| EXERCISE DESCRIPTION |
Please pick out and copy every line of the listing below that contains the string "snow". Case counts.

| DATA |
>>

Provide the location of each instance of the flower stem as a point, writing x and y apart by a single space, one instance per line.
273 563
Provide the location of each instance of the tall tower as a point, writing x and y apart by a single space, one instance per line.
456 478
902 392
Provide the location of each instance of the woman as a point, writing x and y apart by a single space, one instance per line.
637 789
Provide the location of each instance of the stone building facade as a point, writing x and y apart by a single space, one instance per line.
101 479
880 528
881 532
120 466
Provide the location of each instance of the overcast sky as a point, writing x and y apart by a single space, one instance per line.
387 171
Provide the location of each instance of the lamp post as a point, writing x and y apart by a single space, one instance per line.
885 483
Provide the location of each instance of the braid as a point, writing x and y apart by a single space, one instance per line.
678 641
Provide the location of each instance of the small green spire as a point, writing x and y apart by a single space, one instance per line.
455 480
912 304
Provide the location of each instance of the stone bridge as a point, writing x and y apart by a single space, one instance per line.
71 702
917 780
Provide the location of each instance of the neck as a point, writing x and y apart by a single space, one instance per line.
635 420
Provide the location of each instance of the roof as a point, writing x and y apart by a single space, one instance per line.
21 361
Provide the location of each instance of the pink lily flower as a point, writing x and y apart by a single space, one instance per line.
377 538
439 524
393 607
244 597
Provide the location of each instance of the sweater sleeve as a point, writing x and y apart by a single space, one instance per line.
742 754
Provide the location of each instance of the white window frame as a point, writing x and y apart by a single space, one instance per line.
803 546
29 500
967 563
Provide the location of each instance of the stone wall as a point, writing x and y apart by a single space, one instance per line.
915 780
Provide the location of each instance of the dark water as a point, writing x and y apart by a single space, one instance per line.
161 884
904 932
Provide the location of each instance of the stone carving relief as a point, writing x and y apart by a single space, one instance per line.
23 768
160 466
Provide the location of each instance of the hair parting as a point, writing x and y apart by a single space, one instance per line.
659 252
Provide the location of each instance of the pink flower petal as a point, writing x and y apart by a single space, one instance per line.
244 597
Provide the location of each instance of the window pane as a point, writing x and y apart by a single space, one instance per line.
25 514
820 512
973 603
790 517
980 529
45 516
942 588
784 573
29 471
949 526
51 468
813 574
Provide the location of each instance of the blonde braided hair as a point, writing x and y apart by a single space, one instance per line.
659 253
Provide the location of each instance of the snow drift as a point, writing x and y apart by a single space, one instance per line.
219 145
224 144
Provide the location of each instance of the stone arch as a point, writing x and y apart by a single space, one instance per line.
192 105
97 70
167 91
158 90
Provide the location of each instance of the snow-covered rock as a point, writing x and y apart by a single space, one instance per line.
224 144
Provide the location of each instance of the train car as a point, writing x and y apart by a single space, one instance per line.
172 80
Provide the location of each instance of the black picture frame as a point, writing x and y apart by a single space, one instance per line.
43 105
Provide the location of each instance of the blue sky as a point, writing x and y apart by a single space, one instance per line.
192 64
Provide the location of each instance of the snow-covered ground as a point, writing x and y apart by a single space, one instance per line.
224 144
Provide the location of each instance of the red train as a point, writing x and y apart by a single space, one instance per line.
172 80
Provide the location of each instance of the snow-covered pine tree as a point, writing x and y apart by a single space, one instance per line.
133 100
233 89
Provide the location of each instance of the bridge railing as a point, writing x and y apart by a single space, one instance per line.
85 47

<<
>>

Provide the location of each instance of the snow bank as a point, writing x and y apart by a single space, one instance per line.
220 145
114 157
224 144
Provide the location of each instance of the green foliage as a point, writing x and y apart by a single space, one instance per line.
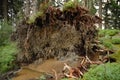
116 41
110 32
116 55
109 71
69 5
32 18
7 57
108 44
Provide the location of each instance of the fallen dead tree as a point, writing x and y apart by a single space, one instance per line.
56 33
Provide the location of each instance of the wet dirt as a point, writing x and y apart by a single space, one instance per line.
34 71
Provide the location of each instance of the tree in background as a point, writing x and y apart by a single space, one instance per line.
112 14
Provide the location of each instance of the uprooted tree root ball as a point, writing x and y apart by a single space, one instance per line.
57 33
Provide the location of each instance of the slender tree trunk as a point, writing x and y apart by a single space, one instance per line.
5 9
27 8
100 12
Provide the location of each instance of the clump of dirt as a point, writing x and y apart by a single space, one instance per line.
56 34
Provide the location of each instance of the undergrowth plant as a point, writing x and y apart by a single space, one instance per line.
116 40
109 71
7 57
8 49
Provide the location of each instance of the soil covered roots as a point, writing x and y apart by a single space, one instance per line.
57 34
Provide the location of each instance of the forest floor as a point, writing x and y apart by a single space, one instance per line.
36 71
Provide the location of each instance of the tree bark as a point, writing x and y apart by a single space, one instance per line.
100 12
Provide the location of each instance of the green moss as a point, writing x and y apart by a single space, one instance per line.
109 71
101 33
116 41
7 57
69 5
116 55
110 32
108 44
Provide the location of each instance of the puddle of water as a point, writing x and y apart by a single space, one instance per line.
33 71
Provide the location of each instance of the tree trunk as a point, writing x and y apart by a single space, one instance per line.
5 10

<<
>>

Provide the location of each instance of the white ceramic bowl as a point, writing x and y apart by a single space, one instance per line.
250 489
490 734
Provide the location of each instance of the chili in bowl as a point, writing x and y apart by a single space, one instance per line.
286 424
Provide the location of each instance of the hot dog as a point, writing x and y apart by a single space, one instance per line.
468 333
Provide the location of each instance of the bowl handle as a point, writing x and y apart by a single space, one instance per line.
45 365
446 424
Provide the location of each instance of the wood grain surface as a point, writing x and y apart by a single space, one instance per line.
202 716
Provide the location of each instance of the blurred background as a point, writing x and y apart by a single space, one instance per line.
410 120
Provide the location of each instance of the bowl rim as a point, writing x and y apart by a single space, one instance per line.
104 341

<<

| TASK RESULT |
Provide the location of each instance of the snow drift as a point, writing x and y apart by a single space, one instance per line.
Provide the location of each instance of the snow-covered rock as a point, writing x and y apart by a single space, one instance per line.
Provide the location of each instance of the snow-covered ground as a point, writing x and y apart by a single space, one instance per line.
Provide the location of each instance of the snow-covered pine tree as a point, writing x and y apart by a single space, one instance per line.
Provide the location of each instance of the snow bank as a point, writing x and y apart by a single space, one instance per line.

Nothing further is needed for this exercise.